- **REQUIRED WORK**
Skip the pictures and extract all of the lines exactly as written.

>> start

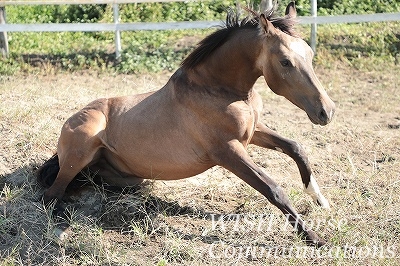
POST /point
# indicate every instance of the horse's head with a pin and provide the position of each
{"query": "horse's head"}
(286, 63)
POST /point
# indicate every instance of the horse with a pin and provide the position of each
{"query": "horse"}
(205, 115)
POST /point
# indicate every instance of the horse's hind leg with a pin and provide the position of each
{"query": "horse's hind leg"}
(78, 146)
(267, 138)
(110, 176)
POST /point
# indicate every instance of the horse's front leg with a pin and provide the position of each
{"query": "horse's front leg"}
(236, 159)
(267, 138)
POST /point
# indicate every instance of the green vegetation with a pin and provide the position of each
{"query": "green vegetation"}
(154, 51)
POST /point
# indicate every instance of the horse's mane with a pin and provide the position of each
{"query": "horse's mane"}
(234, 23)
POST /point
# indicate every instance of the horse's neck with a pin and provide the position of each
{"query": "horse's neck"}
(232, 66)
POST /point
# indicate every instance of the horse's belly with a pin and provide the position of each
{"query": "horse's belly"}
(160, 162)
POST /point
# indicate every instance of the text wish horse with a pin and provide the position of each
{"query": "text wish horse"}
(206, 115)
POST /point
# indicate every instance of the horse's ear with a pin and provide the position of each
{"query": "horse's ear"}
(291, 10)
(266, 25)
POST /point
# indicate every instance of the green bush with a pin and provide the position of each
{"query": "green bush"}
(157, 50)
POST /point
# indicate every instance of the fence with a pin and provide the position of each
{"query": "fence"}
(117, 26)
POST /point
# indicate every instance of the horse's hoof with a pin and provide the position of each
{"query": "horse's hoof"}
(323, 202)
(312, 239)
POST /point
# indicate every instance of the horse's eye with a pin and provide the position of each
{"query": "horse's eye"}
(286, 63)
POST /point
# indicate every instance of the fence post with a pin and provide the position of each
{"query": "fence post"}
(3, 35)
(117, 32)
(313, 37)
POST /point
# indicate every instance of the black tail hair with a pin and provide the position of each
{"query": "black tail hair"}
(47, 173)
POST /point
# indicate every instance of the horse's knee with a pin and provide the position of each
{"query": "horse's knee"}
(278, 197)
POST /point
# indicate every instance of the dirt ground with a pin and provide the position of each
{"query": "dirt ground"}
(355, 159)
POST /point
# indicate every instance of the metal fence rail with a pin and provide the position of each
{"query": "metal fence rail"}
(117, 26)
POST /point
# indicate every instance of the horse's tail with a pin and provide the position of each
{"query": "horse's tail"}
(47, 173)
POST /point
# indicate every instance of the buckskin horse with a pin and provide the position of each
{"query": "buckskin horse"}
(206, 115)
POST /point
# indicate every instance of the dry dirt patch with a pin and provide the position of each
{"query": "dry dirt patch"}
(355, 159)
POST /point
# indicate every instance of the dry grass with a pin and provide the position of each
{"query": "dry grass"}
(355, 158)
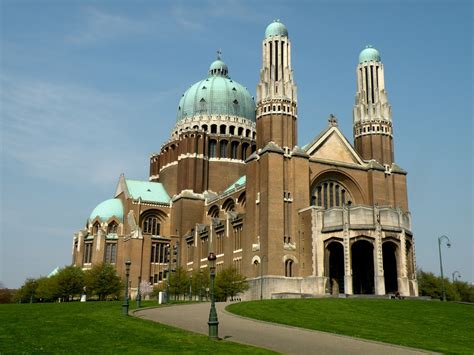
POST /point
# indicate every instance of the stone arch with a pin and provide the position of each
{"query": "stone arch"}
(242, 199)
(213, 211)
(345, 180)
(290, 264)
(409, 257)
(256, 259)
(390, 266)
(363, 268)
(228, 205)
(334, 265)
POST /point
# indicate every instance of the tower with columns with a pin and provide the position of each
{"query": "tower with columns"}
(276, 91)
(372, 114)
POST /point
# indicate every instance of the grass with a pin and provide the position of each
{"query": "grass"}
(437, 326)
(97, 327)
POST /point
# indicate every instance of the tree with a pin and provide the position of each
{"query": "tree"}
(102, 280)
(27, 292)
(145, 288)
(47, 289)
(70, 281)
(6, 294)
(229, 283)
(200, 283)
(179, 282)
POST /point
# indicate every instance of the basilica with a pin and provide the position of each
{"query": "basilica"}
(298, 219)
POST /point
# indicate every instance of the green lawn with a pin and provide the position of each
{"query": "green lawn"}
(97, 327)
(431, 325)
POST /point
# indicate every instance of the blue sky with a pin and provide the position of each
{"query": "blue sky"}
(90, 88)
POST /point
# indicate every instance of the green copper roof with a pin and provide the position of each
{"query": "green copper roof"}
(108, 209)
(369, 54)
(240, 181)
(276, 28)
(148, 191)
(216, 95)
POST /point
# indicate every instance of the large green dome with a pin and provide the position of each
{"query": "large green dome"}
(369, 54)
(107, 209)
(276, 28)
(216, 95)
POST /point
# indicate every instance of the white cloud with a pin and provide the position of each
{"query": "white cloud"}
(66, 132)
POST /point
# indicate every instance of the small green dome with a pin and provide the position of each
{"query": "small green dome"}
(276, 28)
(369, 54)
(217, 94)
(108, 209)
(218, 67)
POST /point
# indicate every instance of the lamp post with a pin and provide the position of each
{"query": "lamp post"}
(261, 276)
(213, 322)
(191, 287)
(200, 285)
(125, 300)
(448, 244)
(458, 275)
(139, 293)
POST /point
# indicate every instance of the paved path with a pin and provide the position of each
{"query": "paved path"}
(283, 339)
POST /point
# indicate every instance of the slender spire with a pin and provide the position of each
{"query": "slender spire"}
(372, 113)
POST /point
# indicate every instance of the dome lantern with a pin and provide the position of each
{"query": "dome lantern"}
(276, 28)
(369, 54)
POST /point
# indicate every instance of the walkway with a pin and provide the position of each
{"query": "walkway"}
(283, 339)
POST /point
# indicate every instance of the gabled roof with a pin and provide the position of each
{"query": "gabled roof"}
(107, 209)
(145, 190)
(240, 182)
(331, 145)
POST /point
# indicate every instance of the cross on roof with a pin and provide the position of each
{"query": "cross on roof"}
(332, 120)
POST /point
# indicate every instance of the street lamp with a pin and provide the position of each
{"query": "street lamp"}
(200, 285)
(213, 322)
(191, 287)
(458, 275)
(125, 300)
(448, 244)
(139, 294)
(261, 276)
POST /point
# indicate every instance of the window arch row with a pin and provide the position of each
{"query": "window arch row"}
(330, 193)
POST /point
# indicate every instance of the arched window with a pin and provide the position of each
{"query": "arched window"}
(223, 149)
(95, 228)
(213, 212)
(151, 225)
(330, 194)
(228, 205)
(212, 148)
(289, 268)
(233, 151)
(112, 228)
(244, 151)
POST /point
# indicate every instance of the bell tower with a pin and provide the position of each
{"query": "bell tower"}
(372, 114)
(276, 91)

>> end

- **TASK RESULT**
POST /point
# indicate every instance of the horse's head with a pin and provide the position of each
{"query": "horse's head"}
(286, 63)
POST /point
# indicate every instance of the horse with a pin and provide the position of each
{"query": "horse"}
(205, 115)
POST /point
# indicate every instance of the horse's hind leg with a pin and provide the position of each
{"query": "horse's hind leg"}
(78, 146)
(267, 138)
(110, 176)
POST /point
# indicate every instance of the horse's front leg with a pin and provide the position of each
{"query": "horse's front leg"}
(236, 159)
(267, 138)
POST /point
# indicate every instance of the green vegetation with a pin and provide the position of each
{"query": "green vegetation"}
(154, 51)
POST /point
# indicate every instance of the horse's mane with a pin and provide the position of each
{"query": "horse's mane"}
(234, 23)
POST /point
# indicate every instance of the horse's neck with a pin and provide the position of each
{"query": "horse's neck"}
(232, 66)
POST /point
# indicate every instance of the horse's belly with a pin and provide the position of each
{"query": "horse's belly"}
(160, 162)
POST /point
# indicate every instance of the text wish horse with a pin and provide the position of each
{"query": "text wish horse"}
(206, 115)
POST /point
# indicate every instance of the horse's ear with a pin and provide the position of each
{"query": "horse's ear"}
(291, 10)
(266, 25)
POST /point
# indicate every instance of the green bush with a pin and provide the position of each
{"query": "green bush"}
(157, 50)
POST /point
# indicate every instance of the fence with a pin and provide the position of each
{"query": "fence"}
(117, 26)
POST /point
# indicate every instance of the horse's hoof with a pin and provide the position of each
{"query": "horse's hoof"}
(323, 202)
(312, 239)
POST /point
# indicate every instance of the horse's eye with a pin and provide the position of each
{"query": "horse's eye"}
(286, 63)
POST /point
# indicate every instance of the fence post with a pin and provide the position of each
{"query": "fence post"}
(3, 35)
(117, 32)
(313, 37)
POST /point
# indicate every instance of the black tail hair with a pin and provide the position of each
{"query": "black tail hair"}
(47, 173)
POST /point
# indicate every instance of the horse's knee with a pin and provide the position of each
{"query": "horse's knee"}
(278, 197)
POST /point
# indicate every instance of the dirt ground with a pin and provide the position of each
{"query": "dirt ground"}
(355, 159)
POST /point
# indicate every instance of the metal fence rail with a pin and provide the position of each
{"query": "metal fence rail"}
(117, 26)
POST /point
# indicate every instance of the horse's tail with a pin and provide the position of each
{"query": "horse's tail"}
(47, 173)
POST /point
# indicate every instance of the buckskin horse with a pin and provide the position of each
{"query": "buckskin horse"}
(206, 115)
POST /point
# indicate every instance of the dry dirt patch with a pin and provide the position of each
{"query": "dry dirt patch"}
(355, 159)
POST /point
# indicate every instance of the dry grass with a pin and provide the position of each
{"query": "dry grass"}
(355, 158)
POST /point
# indicate every instance of the stone arch with a pin and provide the position of each
{"query": "stone arch"}
(242, 199)
(213, 211)
(345, 180)
(290, 264)
(409, 257)
(256, 259)
(390, 266)
(363, 268)
(228, 205)
(334, 265)
POST /point
# indicate every instance of the tower with columns with a pin and provide the position of each
{"query": "tower with columns"}
(276, 91)
(372, 114)
POST /point
# indicate every instance of the grass with a pin and provide the position of each
{"query": "grass"}
(437, 326)
(97, 327)
POST /point
# indicate every instance of the tree with a pin and provide the position of each
{"query": "tree"}
(102, 280)
(27, 292)
(145, 288)
(47, 289)
(70, 281)
(6, 294)
(229, 283)
(200, 283)
(179, 282)
POST /point
# indicate every instance of the basilica with a pin and provide the position of each
{"query": "basilica"}
(298, 219)
POST /point
# indicate every instance of the green lawn with a pin and provide the position of each
{"query": "green lawn"}
(97, 327)
(431, 325)
POST /point
# indicate every instance of the blue sky with a pin and provide the position of each
{"query": "blue sky"}
(90, 88)
POST /point
# indicate every instance of the green copper roof with a pin and provide the position of each
{"query": "green copper roof"}
(108, 209)
(369, 54)
(240, 181)
(276, 28)
(148, 191)
(216, 95)
POST /point
# indicate every instance of the large green dome with a pin and provide the position of each
{"query": "large green dome"}
(369, 54)
(107, 209)
(276, 28)
(216, 95)
POST /point
# indicate every instance of the white cloud with a pin and provide the position of each
{"query": "white cloud"}
(66, 132)
POST /point
# indicate every instance of the small green dome with a pin and provide the position of each
{"query": "small green dome"}
(276, 28)
(369, 54)
(217, 94)
(108, 209)
(218, 67)
POST /point
# indicate every instance of the lamp post with a pin and provide the position of each
{"query": "lamp post"}
(261, 276)
(213, 322)
(191, 287)
(200, 285)
(125, 300)
(448, 244)
(458, 275)
(139, 293)
POST /point
# indicate every instance of the paved path with a pin and provide the position of each
{"query": "paved path"}
(283, 339)
POST /point
# indicate every instance of the slender spire with a pin and provide the position of each
{"query": "slender spire"}
(372, 113)
POST /point
# indicate every instance of the dome lantern with a pin and provide the position of each
{"query": "dome lantern"}
(276, 28)
(369, 54)
POST /point
# indicate every instance of the walkway with a pin and provide the position of each
{"query": "walkway"}
(283, 339)
POST /point
# indicate every instance of the gabled roof with a pin and provide the position of each
{"query": "gabled roof"}
(107, 209)
(145, 190)
(240, 182)
(331, 145)
POST /point
# indicate every instance of the cross on roof with a pin and provide the position of each
{"query": "cross on roof"}
(332, 120)
POST /point
# indicate every instance of the street lamp with a pin and provide the position of each
{"query": "street lamp"}
(200, 285)
(213, 322)
(191, 287)
(458, 275)
(125, 300)
(448, 244)
(139, 294)
(261, 276)
POST /point
# indicate every instance of the window arch row with a pin and provide the position of each
{"query": "window arch row"}
(330, 193)
POST /point
# indicate every instance of the arched window with a pin and provide the position of each
{"query": "arched window"}
(223, 149)
(95, 228)
(213, 212)
(151, 225)
(330, 194)
(228, 205)
(212, 148)
(289, 268)
(233, 151)
(112, 228)
(244, 151)
POST /point
# indicate every instance of the bell tower with a pin and provide the position of each
{"query": "bell tower"}
(372, 114)
(276, 91)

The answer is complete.